▸ **Stated problem A**
In the passage on the Grantor's obligations, render this sentence in Spanish: "The Grantor shall keep the Collateral free of all Liens except the Permitted Liens."
▸ **Stated problem B**
Answer these from the passage on the Grantor's obligations:
(i) What is the latest point after a name change by which the Grantor must give written notice?
(ii) Apart from the ordinary course of business, what equipment may the Grantor dispose of?
(iii) What must the Grantor endeavor diligently to collect?
▸ **Stated problem C**
Proceed with the passage on the Grantor's obligations, picking up after its final sentence.

▸ **Passage provided**
The Grantor shall give
prompt written notice to the Secured Party (and in any event not later than ten (10) days following any change described below
in this subsection) of: (i) any change in the Grantor’s name; (ii) any changes in the Grantor’s identity or structure
in any manner which might make any financing statement filed hereunder incorrect or misleading; or (iii) any change in jurisdiction
of organization; provided that the Grantor shall not locate any Collateral outside of the United States nor shall the Grantor
change its jurisdiction of organization to a jurisdiction outside of the United States.

 

The Grantor shall not
surrender or lose possession of, sell, lease, rent or otherwise dispose of or transfer any of the Collateral or any right or interest
therein, except in the ordinary course of business consistent with past practice and except to the extent of equipment that is
obsolete or no longer useful to its business.

 

The Grantor shall keep
the Collateral free of all Liens except the Permitted Liens.

 

Collection of Accounts.
The Grantor shall endeavor in the first instance diligently to collect all amounts due or to become due on or with respect to the
accounts and other rights to payment.

▸ **Raw data**
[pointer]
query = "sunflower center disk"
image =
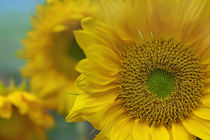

▸ **Answer A**
El Otorgante mantendrá los Bienes en Garantía libres de todo Gravamen, salvo los Gravámenes Permitidos.

▸ **Answer B**
(i) Not later than ten (10) days following the change.
(ii) Equipment that is obsolete or no longer useful to its business.
(iii) All amounts due or to become due on or with respect to the accounts and other rights to payment.

▸ **Answer C**
Authorization; Secured
Party Appointed Attorney-in-Fact. The Secured Party shall have the right, to, in the name of the Grantor, or in the name of
the Secured Party or otherwise, upon notice to, but without the requirement of assent by the Grantor, and the Grantor hereby constitutes
and appoints the Secured Party (and any employees or agents designated by a Secured Party) as the Grantor’s true and lawful
attorney-in-fact, with full power and authority to: (i) assert, adjust, sue for, compromise or release any claims under any policies
of insurance; and (ii), execute any and all such other documents and instruments, and do any and all acts and things for and on
behalf of the Grantor, that such Secured Party may deem necessary or advisable to maintain, protect, realize upon and preserve
the Collateral and the Secured Party’s security interests therein and to accomplish the purposes of this Agreement. The Secured
Party agrees that, except upon and during the continuance of an Event of Default, it shall not exercise the power of attorney,
or any rights granted to the Secured Party under this Section 7. The foregoing power of attorney is coupled with an interest and
is irrevocable so long as the Obligations have not been indefeasibly paid and performed in full and the commitments not terminated.
The Grantor hereby ratifies, to the extent permitted by law, all that the Secured Party shall lawfully and in good faith do or
cause to be done by virtue of and in compliance with this Section 7.

 

    	 	4	 

     

    

  

Remedies.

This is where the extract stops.